EXERCICE PROPOSÉ: Transcrivez sans rien changer le passage du texte ci-dessous sur le préjudice réclamé par la société ITM, en commençant à « S'agissant de la » et en terminant à « 956 590 euros. ».

S'agissant de la société ITM, elle rappelle que sa part de marché sur la période de septembre à novembre 2015 et d'avril à juin 2016 s'établissait à 13,3%, ce qui n'est pas contesté. Par conséquent dès lors que la cour a retenu une méthode d'évaluation proportionnelle à la part de marché représentée par les distributeurs victimes des agissements illicites de la société Lidl, elle expose qu'elle est fondée à évaluer son préjudice comme suit : total des investissements publicitaires de la société Lidl (22 230 000) multiplié par la part de marché de la société ITM sur la même période (13,3%), ce qui donne un préjudice de 2 956 590 euros.

Elle ajoute que cette somme ne correspond pas à l'intégralité de son préjudice économique, dès lors qu'elle ne peut utiliser les mêmes armes que la société Lidl, et que ces publicités promotionnelles ont eu un effet fortement mobilisant, tel que cela ressort de l'arrêt précité de la cour d'appel. Elle demande par conséquent à ce que la somme de 2 956 590 euros soit augmentée de l'indemnité complémentaire de 761 390 euros, soit un préjudice d'un montant total de 3 717 980 euros, que la société Lidl sera condamnée à lui verser.

DONNÉES EXTRAITES:
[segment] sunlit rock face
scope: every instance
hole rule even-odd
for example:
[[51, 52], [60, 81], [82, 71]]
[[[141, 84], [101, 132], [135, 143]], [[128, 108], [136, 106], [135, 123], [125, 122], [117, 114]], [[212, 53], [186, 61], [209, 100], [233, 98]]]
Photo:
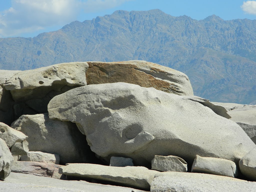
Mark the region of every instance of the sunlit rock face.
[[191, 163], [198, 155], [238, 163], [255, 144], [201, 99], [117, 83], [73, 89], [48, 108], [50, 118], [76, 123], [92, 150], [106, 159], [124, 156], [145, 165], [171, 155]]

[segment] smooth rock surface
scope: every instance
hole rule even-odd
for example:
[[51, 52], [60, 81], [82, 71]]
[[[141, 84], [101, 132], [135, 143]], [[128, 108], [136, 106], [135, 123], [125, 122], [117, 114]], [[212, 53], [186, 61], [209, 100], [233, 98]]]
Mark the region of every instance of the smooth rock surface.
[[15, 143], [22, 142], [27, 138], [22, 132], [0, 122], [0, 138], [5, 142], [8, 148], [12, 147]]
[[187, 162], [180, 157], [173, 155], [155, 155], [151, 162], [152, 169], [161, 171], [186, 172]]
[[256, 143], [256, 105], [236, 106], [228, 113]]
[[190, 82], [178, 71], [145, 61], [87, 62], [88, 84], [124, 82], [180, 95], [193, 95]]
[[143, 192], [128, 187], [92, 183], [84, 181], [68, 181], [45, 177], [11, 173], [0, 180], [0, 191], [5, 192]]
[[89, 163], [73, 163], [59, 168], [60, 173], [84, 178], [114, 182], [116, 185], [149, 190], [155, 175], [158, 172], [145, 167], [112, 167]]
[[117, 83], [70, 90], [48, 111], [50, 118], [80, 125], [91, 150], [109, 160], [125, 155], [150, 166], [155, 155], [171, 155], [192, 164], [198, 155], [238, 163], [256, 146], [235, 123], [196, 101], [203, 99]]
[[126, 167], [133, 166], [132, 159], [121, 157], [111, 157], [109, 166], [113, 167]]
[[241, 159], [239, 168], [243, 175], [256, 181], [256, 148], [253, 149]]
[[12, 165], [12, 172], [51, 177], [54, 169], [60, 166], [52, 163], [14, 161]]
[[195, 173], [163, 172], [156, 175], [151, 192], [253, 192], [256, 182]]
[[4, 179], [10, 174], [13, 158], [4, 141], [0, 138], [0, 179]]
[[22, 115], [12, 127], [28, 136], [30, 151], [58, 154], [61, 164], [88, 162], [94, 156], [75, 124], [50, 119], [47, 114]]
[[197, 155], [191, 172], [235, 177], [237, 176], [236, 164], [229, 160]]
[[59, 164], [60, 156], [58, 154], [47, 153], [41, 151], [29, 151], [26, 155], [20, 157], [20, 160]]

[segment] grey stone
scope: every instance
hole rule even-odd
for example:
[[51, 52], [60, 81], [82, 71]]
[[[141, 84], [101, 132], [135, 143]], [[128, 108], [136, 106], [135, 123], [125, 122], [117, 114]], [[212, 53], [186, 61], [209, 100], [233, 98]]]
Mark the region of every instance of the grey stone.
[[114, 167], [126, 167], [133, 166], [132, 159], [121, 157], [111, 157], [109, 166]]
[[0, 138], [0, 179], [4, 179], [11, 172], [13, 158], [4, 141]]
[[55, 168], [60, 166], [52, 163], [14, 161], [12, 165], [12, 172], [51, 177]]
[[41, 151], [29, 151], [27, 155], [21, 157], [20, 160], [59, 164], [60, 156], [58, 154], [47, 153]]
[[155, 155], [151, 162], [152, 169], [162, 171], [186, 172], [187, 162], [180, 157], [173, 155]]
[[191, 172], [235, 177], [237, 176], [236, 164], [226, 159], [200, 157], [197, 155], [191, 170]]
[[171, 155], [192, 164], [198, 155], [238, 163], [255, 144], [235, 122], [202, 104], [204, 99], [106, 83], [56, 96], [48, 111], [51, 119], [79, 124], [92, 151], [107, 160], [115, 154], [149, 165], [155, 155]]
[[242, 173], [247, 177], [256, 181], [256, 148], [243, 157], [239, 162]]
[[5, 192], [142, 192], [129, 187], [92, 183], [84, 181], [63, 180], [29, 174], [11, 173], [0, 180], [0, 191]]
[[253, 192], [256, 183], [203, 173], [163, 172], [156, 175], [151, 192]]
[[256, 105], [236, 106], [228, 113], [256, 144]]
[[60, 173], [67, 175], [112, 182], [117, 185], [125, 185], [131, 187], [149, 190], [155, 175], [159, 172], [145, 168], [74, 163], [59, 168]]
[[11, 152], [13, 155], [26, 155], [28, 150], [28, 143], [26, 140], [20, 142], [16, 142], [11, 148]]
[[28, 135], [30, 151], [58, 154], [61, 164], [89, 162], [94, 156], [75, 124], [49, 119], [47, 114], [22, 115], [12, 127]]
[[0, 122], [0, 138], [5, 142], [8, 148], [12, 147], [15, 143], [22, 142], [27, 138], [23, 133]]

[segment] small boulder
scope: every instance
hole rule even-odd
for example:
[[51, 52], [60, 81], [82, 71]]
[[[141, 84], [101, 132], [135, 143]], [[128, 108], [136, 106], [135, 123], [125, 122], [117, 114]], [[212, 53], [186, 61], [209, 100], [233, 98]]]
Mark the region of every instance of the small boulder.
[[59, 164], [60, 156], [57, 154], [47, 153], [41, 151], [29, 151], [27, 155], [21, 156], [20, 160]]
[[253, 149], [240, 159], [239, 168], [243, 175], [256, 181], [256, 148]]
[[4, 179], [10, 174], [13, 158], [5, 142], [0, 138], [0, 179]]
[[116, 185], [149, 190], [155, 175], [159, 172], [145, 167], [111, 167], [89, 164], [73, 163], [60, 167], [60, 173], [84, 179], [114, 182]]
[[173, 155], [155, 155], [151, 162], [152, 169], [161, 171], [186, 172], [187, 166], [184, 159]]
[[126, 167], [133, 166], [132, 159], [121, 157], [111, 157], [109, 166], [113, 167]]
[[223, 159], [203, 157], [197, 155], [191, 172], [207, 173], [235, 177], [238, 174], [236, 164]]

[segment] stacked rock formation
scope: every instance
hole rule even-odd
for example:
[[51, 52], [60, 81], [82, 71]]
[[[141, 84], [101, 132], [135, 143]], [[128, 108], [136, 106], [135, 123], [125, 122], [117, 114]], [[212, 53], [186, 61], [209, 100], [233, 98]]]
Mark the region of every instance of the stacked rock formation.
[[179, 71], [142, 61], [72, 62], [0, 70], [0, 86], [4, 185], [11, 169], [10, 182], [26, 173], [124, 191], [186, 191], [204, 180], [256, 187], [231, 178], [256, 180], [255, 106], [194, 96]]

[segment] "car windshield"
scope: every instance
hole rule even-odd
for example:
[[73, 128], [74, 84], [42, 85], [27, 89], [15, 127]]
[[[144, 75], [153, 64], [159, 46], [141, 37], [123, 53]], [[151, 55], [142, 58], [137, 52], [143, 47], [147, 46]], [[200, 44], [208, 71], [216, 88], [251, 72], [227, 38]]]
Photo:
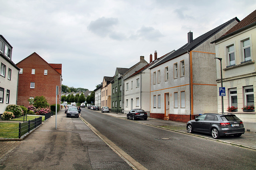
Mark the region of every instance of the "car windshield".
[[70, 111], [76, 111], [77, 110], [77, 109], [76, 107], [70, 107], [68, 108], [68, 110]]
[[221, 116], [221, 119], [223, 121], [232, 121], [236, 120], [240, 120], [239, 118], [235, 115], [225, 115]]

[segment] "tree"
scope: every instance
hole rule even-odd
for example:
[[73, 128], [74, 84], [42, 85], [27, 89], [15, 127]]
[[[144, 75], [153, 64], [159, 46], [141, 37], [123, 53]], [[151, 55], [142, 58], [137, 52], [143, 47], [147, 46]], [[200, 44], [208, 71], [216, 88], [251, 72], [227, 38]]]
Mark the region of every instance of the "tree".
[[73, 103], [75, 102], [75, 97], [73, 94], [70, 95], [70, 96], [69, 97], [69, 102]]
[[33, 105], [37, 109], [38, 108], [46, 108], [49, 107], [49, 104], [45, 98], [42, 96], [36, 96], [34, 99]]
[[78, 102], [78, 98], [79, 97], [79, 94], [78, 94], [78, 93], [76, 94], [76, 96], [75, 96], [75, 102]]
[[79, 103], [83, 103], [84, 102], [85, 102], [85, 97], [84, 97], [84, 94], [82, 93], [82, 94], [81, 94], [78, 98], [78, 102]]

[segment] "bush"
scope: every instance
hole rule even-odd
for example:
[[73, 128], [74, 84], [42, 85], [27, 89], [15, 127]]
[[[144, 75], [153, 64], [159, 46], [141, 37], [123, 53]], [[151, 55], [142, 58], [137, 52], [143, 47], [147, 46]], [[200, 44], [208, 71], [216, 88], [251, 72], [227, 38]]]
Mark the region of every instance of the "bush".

RÉPONSE:
S'agissant de la société ITM, elle rappelle que sa part de marché sur la période de septembre à novembre 2015 et d'avril à juin 2016 s'établissait à 13,3%, ce qui n'est pas contesté. Par conséquent dès lors que la cour a retenu une méthode d'évaluation proportionnelle à la part de marché représentée par les distributeurs victimes des agissements illicites de la société Lidl, elle expose qu'elle est fondée à évaluer son préjudice comme suit : total des investissements publicitaires de la société Lidl (22 230 000) multiplié par la part de marché de la société ITM sur la même période (13,3%), ce qui donne un préjudice de 2 956 590 euros.